TASK:
Starting at the first line of the items and ending at the line containing "column 222, row 121", rewrite those lines as a Markdown table with the columns Number and Line, leaving out any blank lines.

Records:

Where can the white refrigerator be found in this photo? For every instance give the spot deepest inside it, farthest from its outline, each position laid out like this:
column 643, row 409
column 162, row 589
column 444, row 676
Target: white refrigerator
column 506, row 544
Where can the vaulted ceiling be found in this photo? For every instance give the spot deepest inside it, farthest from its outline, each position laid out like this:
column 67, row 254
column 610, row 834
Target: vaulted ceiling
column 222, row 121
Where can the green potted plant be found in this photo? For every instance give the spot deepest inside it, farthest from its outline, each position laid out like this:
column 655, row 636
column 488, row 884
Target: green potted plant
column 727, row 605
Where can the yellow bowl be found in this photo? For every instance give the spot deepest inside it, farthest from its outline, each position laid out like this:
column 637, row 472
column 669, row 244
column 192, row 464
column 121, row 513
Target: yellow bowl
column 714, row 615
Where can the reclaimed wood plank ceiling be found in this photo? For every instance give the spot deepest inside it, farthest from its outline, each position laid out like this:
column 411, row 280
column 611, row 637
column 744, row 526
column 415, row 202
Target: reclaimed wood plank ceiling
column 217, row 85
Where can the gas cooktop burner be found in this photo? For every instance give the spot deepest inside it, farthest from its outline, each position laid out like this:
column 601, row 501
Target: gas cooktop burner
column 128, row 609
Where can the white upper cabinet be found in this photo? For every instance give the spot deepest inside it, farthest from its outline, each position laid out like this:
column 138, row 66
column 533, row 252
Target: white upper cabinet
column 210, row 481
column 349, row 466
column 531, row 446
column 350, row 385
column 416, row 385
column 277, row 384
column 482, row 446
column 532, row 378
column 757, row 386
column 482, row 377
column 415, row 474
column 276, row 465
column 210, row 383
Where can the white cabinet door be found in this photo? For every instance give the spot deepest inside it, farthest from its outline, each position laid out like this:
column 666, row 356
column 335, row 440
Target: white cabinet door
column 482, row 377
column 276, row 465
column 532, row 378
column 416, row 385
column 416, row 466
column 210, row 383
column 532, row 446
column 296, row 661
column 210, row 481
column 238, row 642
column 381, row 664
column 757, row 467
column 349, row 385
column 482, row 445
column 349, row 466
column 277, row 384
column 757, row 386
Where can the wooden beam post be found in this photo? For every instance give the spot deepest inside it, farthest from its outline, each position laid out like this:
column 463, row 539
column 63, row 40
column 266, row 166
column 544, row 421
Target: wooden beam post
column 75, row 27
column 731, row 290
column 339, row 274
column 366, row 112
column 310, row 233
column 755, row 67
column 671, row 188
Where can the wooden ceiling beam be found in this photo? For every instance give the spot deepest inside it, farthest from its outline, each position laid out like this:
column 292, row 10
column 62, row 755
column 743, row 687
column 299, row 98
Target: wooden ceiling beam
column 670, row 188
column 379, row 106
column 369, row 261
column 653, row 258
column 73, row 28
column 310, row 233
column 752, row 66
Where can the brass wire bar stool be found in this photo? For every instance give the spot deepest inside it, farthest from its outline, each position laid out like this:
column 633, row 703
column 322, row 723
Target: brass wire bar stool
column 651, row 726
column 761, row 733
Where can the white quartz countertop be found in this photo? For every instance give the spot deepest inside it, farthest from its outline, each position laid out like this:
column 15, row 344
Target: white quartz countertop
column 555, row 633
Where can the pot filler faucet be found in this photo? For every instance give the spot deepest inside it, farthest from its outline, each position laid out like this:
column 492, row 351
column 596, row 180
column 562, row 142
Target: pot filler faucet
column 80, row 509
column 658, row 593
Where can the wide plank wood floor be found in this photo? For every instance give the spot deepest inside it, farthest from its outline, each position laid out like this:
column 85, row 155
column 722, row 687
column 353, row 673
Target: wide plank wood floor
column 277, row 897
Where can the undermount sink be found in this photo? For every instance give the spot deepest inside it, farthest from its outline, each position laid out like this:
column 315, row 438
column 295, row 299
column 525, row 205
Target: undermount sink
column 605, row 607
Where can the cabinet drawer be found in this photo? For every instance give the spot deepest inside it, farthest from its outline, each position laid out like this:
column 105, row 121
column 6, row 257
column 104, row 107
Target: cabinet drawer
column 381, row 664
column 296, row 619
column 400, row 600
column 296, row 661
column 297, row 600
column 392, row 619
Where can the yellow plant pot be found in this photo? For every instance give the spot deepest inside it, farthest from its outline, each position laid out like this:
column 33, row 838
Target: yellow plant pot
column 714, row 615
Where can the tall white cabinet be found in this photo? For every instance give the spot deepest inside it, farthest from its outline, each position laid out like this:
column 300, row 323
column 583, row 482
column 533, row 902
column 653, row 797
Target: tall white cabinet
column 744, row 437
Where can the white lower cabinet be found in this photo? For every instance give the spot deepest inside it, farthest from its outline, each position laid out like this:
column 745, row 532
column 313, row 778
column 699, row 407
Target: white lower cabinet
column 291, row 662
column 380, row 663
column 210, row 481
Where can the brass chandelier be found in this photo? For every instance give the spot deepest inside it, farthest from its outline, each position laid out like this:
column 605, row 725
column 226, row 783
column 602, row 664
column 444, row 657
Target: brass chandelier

EXERCISE ANSWER:
| Number | Line |
|---|---|
| 1 | Where can the white refrigerator be found in this photo? For every instance give the spot deepest inside it, farthest from its outline, each position laid out like this: |
| 2 | column 643, row 409 |
| 3 | column 162, row 589 |
| 4 | column 444, row 676 |
| 5 | Target: white refrigerator |
| 6 | column 506, row 544 |
| 7 | Where can the vaulted ceiling be found in this photo? For every instance give the spot deepest inside it, farthest from its outline, each position laid out like this: |
| 8 | column 67, row 254 |
| 9 | column 610, row 834 |
| 10 | Target: vaulted ceiling |
| 11 | column 222, row 121 |